* **WHAT THE TASK REQUIRES**:
Please write out every record below exactly as it stands.

*** RECORDS TO PROCESS ***

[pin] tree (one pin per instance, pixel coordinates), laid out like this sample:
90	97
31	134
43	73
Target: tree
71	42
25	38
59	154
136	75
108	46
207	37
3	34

*** End of RECORDS TO PROCESS ***

* **OUTPUT BELOW**:
[pin] tree (one pin per instance, pixel coordinates), laid out like this sample:
90	97
31	134
43	73
Target: tree
71	42
25	38
59	154
136	75
108	46
207	37
3	34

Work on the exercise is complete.